### Objective:
Convert the entries below, from the line containing "Our detector says the yellow" through the end of the entries, both ends included, into a numbered list that omits blank lines. Leave the pictures out of the answer.
# Start of Supplied material
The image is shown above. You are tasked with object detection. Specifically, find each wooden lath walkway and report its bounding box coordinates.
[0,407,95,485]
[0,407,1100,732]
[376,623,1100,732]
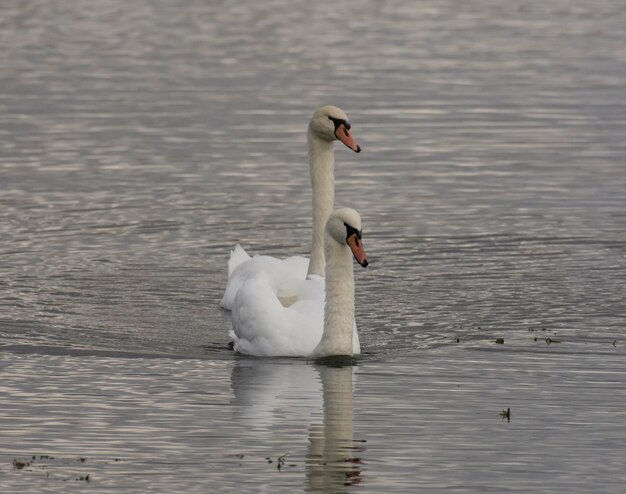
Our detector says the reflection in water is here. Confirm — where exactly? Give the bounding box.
[231,359,364,493]
[307,366,364,493]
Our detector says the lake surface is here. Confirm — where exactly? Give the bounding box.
[0,0,626,493]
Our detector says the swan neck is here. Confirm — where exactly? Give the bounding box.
[307,128,335,276]
[318,238,354,356]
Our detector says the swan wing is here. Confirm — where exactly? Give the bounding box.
[220,251,309,310]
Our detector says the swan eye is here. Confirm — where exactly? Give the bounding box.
[328,115,352,132]
[344,223,361,240]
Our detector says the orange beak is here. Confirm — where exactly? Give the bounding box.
[335,124,361,153]
[346,233,367,268]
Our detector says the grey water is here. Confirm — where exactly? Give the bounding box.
[0,0,626,493]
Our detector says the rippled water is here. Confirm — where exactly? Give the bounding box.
[0,0,626,493]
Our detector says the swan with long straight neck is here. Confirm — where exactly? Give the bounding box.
[220,106,361,310]
[230,208,367,357]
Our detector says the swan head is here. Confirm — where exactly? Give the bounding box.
[309,105,361,153]
[326,208,368,268]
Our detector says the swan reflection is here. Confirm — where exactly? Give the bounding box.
[231,359,365,493]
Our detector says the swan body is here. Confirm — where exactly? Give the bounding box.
[220,106,361,310]
[230,208,367,357]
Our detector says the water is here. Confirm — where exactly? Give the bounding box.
[0,0,626,493]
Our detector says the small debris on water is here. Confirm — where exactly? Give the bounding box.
[546,336,561,345]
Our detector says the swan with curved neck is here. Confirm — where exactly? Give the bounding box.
[230,208,368,357]
[220,106,361,310]
[307,106,361,276]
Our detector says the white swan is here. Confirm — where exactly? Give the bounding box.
[229,208,367,357]
[220,106,361,310]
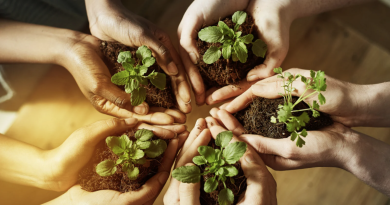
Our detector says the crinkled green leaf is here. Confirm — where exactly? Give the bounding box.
[192,156,207,165]
[198,146,215,163]
[252,39,267,58]
[134,129,154,141]
[232,11,247,25]
[198,26,223,43]
[142,57,156,68]
[218,188,234,205]
[215,131,233,147]
[233,42,248,63]
[203,46,221,64]
[222,142,247,164]
[150,73,167,90]
[111,70,130,85]
[135,46,152,61]
[204,177,218,193]
[145,139,167,158]
[172,166,202,183]
[131,87,146,106]
[96,160,116,177]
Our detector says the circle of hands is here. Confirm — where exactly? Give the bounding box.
[3,0,390,205]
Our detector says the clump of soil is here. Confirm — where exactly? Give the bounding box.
[198,139,247,205]
[197,14,264,89]
[234,97,333,138]
[78,131,169,193]
[100,41,177,108]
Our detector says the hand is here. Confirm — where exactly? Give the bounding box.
[178,0,292,104]
[86,0,191,113]
[59,34,186,124]
[41,118,188,191]
[164,118,276,205]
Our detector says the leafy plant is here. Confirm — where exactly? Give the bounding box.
[172,131,247,205]
[271,67,326,147]
[111,46,166,106]
[198,11,267,64]
[96,129,167,180]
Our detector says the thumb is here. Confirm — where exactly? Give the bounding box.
[179,163,200,205]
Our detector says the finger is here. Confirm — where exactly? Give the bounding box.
[179,163,200,205]
[150,107,187,124]
[206,80,254,105]
[217,110,245,136]
[136,123,177,139]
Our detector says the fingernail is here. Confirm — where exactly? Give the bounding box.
[245,154,256,163]
[190,52,198,65]
[167,61,178,75]
[125,118,138,125]
[158,172,168,184]
[246,75,259,82]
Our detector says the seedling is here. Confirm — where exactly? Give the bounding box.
[96,129,167,180]
[172,131,247,205]
[198,11,267,64]
[271,67,326,147]
[111,46,166,106]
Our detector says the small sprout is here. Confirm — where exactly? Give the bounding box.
[172,131,247,205]
[198,11,267,64]
[111,46,166,106]
[96,129,167,180]
[271,67,327,147]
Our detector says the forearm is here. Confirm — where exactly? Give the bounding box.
[345,132,390,197]
[0,134,47,188]
[0,19,81,64]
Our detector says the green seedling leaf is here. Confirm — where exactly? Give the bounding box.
[192,156,207,166]
[239,34,253,44]
[111,70,130,85]
[131,87,146,106]
[218,188,234,205]
[134,129,154,142]
[145,139,167,158]
[215,131,233,148]
[172,166,202,183]
[198,146,216,163]
[106,135,132,155]
[135,46,152,61]
[222,142,247,164]
[233,42,248,63]
[222,44,232,59]
[150,73,167,90]
[96,160,116,177]
[232,11,247,25]
[252,39,268,58]
[204,177,218,193]
[117,51,134,64]
[203,46,221,64]
[198,26,223,43]
[142,57,156,68]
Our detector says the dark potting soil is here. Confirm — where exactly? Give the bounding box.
[197,15,264,89]
[78,131,165,192]
[100,41,176,108]
[199,139,247,205]
[234,97,333,138]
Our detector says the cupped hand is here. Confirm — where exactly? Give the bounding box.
[60,34,186,124]
[178,0,292,104]
[42,118,188,191]
[86,0,191,113]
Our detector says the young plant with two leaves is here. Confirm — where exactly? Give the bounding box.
[96,129,167,180]
[172,131,247,205]
[198,11,267,64]
[271,67,326,147]
[111,46,166,106]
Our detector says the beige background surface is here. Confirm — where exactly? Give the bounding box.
[0,0,390,205]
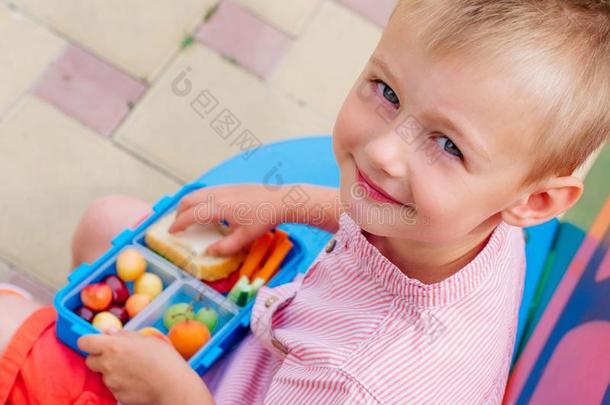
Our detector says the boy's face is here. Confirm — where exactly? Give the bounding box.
[333,18,536,242]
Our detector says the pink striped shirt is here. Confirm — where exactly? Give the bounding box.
[206,213,525,405]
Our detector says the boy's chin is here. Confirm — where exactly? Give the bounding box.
[346,200,418,237]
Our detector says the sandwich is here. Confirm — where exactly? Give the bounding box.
[145,212,246,281]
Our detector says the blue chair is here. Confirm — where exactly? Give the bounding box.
[198,136,558,360]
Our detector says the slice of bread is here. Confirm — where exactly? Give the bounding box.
[145,213,246,281]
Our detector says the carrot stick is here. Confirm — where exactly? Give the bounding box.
[252,239,292,283]
[261,228,288,263]
[239,232,273,278]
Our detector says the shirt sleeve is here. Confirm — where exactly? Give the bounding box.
[264,359,380,404]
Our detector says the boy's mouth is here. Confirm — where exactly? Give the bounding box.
[356,167,403,205]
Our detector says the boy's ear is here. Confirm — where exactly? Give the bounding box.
[502,176,584,227]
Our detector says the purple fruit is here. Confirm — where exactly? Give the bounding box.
[104,275,129,305]
[74,307,95,323]
[108,304,129,325]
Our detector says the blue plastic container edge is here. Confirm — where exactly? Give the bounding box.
[54,181,318,375]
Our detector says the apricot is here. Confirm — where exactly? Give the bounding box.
[80,283,112,312]
[168,319,210,360]
[133,273,163,300]
[116,249,146,281]
[138,326,172,345]
[91,311,123,332]
[125,294,150,319]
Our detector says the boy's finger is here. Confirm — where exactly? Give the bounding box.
[76,334,108,354]
[206,227,256,256]
[168,205,220,233]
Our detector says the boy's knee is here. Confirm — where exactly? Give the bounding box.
[72,195,152,266]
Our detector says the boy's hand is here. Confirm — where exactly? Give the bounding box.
[169,184,288,256]
[78,331,213,404]
[169,184,341,256]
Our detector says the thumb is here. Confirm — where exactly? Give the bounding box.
[206,227,256,256]
[76,334,109,354]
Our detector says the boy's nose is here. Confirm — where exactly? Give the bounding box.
[364,129,408,178]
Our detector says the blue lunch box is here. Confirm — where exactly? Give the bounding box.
[54,182,329,375]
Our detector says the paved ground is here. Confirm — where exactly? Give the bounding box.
[0,0,607,300]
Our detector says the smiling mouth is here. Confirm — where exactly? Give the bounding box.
[356,167,404,205]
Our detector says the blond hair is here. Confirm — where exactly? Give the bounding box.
[392,0,610,185]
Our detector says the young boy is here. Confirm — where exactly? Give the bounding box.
[0,0,610,404]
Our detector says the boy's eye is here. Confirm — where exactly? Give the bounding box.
[377,81,400,107]
[436,135,464,159]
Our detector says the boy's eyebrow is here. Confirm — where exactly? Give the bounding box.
[370,55,491,161]
[426,110,491,162]
[370,55,398,87]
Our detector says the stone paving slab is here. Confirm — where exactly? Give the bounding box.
[12,0,216,81]
[0,97,180,288]
[0,3,66,120]
[197,1,290,79]
[269,2,381,119]
[34,46,146,135]
[237,0,326,37]
[116,44,334,181]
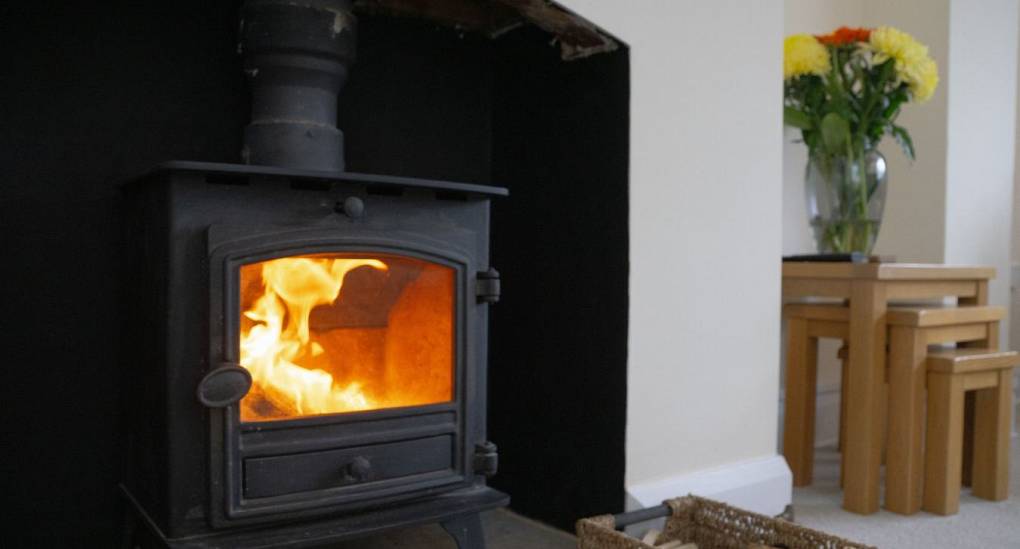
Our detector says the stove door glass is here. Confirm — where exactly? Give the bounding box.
[239,253,456,421]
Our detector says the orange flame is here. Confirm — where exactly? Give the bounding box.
[241,257,389,415]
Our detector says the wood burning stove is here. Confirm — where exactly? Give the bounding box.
[122,0,508,548]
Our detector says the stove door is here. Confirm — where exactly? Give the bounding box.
[210,231,480,526]
[238,253,456,422]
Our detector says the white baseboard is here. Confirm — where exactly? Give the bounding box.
[626,455,794,529]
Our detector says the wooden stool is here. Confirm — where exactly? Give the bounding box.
[783,303,1005,495]
[923,349,1020,514]
[885,306,1006,514]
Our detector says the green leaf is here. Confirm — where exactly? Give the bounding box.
[893,124,914,160]
[821,112,850,154]
[782,107,812,130]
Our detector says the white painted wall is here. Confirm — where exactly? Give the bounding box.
[561,0,789,512]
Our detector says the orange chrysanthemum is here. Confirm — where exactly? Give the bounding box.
[815,27,871,46]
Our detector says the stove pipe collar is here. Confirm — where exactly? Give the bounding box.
[238,0,357,171]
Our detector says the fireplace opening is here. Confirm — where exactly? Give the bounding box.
[239,254,455,422]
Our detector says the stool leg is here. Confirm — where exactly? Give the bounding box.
[959,321,999,486]
[972,368,1013,501]
[782,318,818,486]
[835,342,850,453]
[837,342,850,488]
[885,326,928,514]
[960,391,974,486]
[922,372,964,514]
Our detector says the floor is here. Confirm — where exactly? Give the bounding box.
[329,509,577,549]
[794,439,1020,549]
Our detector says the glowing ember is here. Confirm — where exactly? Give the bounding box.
[241,257,387,415]
[240,255,454,421]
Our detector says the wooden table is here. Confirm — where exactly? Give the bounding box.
[782,262,996,514]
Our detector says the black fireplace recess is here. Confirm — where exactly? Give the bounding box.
[121,0,509,549]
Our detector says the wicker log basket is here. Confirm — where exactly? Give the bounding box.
[577,496,874,549]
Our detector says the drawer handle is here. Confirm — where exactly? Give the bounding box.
[344,455,372,483]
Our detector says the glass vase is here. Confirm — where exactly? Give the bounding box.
[805,149,885,254]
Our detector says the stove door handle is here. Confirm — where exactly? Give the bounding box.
[198,362,252,408]
[344,455,372,483]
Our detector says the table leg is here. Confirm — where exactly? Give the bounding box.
[843,281,886,514]
[885,326,928,514]
[957,287,999,486]
[782,318,818,486]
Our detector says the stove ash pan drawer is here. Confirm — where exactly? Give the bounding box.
[244,435,454,498]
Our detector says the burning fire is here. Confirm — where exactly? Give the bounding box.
[241,257,389,415]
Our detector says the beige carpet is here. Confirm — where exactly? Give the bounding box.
[794,439,1020,549]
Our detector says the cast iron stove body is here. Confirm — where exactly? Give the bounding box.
[121,0,508,549]
[123,162,506,547]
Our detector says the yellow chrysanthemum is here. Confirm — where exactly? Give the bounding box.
[903,57,938,103]
[782,35,829,80]
[869,27,938,102]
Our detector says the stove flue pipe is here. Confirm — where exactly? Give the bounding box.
[238,0,356,171]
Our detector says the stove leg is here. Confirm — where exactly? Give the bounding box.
[443,513,486,549]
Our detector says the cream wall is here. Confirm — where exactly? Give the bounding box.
[561,0,788,504]
[946,0,1017,341]
[783,0,1020,443]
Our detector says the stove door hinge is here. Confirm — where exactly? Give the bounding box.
[474,268,500,303]
[474,441,500,477]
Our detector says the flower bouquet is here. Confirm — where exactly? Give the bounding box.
[782,27,938,253]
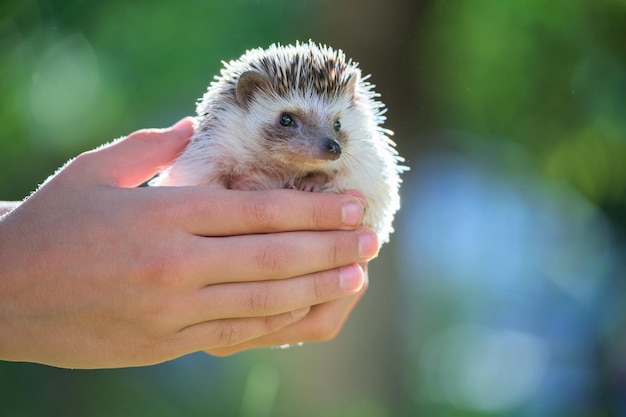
# End of Supplied material
### Output of the task:
1. Our detector says the yellow chrysanthemum is here. Confirm — where exactly? Give the bounding box.
2. [903,57,938,103]
3. [782,35,829,80]
4. [869,27,938,102]
5. Our detector says the stove flue pipe is here. Confirm — where exactly? Give the bounding box.
6. [238,0,356,171]
7. Our detector says the stove leg is here. Confirm — where exactly? Give the bounding box.
8. [443,513,486,549]
9. Our detector says the cream wall is here. Confirm — where exactly? Give the bounding box.
10. [561,0,788,504]
11. [946,0,1017,341]
12. [783,0,1020,443]
13. Our detector says the stove door hinge is here. Confirm — where exactly? Give the bounding box.
14. [474,268,500,303]
15. [474,441,500,477]
16. Our detector says the flower bouquet is here. Confirm — where exactly? Give the bounding box.
17. [782,27,938,253]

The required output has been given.